What the exercise asks - Pick out every line in the entries below that contains the word "leaf", and copy each such line in full.

Listing -
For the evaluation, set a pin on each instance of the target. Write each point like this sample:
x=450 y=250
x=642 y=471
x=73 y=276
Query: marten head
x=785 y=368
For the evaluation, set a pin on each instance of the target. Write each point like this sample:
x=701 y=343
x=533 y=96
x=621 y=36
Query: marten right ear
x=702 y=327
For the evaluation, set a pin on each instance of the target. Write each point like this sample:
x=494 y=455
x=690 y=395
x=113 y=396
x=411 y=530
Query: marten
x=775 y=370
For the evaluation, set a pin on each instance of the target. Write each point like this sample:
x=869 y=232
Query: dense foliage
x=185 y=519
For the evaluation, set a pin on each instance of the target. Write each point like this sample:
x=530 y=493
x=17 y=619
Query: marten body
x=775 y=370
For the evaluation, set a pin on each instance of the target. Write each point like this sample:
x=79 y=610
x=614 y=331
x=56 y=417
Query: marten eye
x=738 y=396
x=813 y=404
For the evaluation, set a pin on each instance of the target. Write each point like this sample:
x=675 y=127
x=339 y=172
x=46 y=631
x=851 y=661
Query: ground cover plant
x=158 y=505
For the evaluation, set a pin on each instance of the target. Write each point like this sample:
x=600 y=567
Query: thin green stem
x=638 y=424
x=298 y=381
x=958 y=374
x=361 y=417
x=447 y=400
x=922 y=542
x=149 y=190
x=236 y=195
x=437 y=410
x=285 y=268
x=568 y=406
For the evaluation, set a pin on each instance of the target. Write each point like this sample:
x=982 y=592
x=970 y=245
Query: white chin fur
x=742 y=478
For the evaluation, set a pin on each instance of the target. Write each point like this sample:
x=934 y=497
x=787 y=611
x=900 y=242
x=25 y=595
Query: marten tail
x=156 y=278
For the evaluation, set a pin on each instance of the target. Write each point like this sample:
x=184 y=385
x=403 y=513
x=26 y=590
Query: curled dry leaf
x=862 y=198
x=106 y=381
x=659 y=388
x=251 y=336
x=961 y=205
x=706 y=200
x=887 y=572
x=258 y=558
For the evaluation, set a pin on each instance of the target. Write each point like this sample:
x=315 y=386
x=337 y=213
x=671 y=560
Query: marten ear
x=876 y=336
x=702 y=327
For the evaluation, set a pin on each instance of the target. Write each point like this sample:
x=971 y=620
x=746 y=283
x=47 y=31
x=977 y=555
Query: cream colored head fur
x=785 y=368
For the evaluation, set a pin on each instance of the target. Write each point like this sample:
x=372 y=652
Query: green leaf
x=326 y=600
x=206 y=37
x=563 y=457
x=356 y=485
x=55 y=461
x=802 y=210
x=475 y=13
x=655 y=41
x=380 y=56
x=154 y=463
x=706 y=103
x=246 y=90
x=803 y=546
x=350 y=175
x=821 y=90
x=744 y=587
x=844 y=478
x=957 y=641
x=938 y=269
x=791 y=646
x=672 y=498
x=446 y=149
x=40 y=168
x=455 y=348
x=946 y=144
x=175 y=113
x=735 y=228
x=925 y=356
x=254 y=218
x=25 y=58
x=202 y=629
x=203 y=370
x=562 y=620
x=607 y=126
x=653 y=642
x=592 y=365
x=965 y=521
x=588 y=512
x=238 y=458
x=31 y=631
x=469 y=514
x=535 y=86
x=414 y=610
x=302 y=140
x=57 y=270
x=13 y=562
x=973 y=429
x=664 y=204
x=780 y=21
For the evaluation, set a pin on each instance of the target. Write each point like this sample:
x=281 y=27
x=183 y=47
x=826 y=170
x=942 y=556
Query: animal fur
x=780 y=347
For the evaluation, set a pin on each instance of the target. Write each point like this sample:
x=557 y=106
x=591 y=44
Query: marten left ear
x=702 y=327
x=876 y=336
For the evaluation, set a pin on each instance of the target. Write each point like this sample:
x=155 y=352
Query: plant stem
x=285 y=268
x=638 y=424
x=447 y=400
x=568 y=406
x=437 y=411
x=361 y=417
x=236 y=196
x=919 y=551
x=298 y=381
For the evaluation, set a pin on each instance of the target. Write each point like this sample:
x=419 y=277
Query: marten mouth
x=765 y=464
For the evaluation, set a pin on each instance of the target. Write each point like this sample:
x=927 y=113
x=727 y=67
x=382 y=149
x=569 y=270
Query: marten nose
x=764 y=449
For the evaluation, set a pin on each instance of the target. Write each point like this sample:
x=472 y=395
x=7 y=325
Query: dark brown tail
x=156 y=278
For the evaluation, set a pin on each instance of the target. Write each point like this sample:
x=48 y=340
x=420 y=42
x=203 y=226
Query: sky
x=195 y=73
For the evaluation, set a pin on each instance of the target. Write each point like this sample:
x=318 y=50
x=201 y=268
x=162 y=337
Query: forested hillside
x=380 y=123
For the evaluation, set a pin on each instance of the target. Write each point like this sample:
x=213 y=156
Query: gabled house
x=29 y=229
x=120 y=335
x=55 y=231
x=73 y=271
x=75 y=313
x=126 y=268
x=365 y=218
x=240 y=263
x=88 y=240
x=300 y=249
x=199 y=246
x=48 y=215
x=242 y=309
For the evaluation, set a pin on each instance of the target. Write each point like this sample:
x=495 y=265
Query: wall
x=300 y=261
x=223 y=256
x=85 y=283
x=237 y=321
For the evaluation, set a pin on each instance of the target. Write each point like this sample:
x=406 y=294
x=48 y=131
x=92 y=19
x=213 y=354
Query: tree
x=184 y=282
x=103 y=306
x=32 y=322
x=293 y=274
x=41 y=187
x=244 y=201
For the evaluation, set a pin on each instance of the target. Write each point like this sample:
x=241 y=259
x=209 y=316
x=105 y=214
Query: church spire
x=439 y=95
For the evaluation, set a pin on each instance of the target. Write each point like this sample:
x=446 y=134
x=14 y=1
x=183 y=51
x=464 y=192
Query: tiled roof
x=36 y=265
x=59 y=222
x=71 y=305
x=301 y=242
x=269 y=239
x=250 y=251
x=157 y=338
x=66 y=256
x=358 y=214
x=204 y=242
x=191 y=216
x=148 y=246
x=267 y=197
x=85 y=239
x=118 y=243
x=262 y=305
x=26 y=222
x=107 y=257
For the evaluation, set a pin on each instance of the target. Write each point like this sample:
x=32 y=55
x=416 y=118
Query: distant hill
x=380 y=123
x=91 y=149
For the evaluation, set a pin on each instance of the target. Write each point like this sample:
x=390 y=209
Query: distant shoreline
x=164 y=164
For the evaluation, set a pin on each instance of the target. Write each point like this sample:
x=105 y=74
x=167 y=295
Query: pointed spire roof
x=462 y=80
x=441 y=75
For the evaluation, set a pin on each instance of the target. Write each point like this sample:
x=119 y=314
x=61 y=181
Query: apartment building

* * *

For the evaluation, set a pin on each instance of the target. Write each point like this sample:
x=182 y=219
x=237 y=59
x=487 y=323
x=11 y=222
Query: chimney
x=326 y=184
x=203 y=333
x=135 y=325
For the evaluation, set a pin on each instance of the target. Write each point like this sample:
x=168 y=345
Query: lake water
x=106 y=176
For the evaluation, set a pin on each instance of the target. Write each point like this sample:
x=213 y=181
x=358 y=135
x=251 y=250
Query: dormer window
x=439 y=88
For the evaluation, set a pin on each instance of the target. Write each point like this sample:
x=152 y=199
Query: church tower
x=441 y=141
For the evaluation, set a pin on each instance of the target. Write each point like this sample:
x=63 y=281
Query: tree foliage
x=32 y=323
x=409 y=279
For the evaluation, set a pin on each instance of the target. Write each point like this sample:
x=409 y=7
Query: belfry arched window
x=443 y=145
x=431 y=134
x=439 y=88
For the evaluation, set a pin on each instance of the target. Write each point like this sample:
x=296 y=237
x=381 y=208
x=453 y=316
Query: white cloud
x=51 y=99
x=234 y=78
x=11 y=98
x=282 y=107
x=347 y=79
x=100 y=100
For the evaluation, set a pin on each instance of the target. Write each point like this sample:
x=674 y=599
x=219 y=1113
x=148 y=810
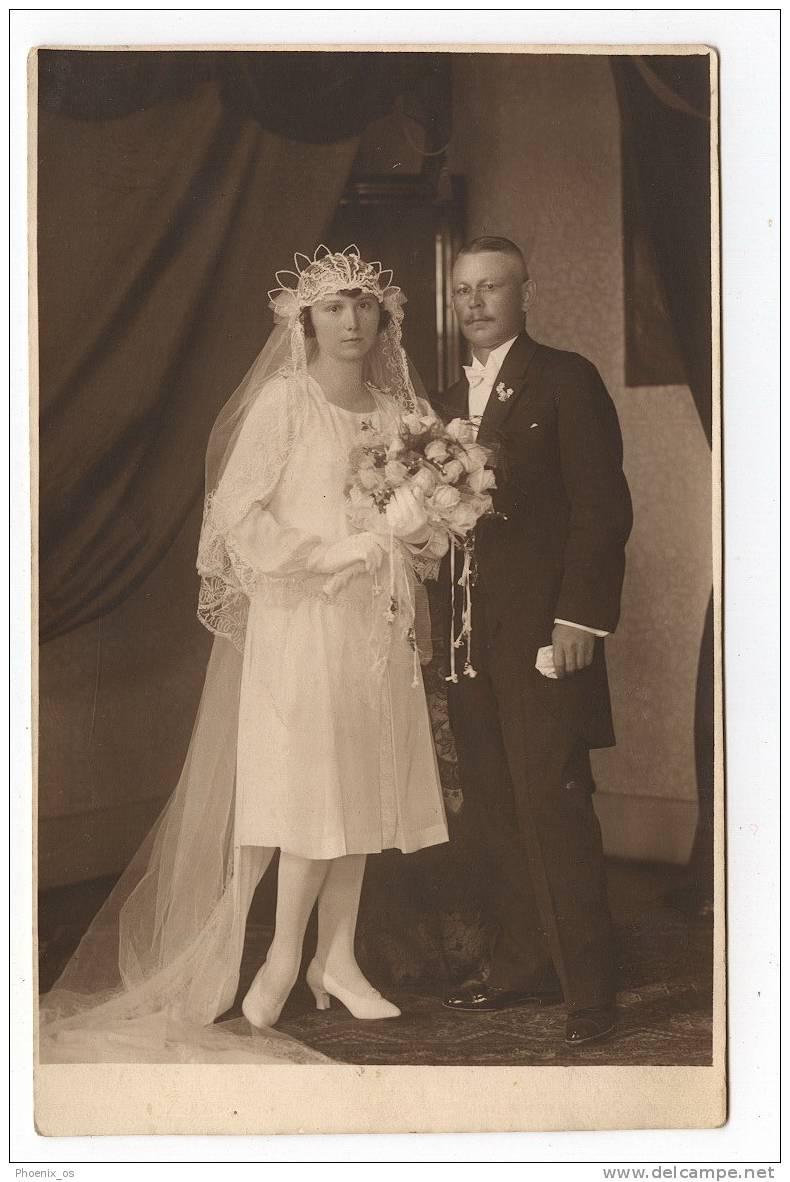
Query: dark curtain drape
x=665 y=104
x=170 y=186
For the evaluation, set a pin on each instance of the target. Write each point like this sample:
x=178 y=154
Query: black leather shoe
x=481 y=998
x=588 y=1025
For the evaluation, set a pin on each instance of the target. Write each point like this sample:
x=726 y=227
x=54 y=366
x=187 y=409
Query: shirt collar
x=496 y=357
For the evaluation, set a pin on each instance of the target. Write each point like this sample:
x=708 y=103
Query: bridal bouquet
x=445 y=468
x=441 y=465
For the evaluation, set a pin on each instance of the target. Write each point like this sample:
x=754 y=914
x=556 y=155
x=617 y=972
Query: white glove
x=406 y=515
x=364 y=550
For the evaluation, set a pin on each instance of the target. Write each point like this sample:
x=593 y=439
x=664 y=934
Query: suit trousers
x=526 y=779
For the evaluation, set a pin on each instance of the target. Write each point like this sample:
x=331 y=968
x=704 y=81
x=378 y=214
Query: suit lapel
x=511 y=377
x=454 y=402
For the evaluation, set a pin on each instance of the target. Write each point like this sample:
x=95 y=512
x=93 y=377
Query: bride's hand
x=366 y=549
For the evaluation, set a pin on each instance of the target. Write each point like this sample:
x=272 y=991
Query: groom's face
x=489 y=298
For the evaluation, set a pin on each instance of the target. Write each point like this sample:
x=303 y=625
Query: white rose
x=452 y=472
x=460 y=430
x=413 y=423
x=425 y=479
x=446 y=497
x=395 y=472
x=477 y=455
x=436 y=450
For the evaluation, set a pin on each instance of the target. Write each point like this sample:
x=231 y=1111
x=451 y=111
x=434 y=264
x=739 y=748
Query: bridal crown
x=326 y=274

Result of this task -
Query: curled dry leaf
Query: green leaf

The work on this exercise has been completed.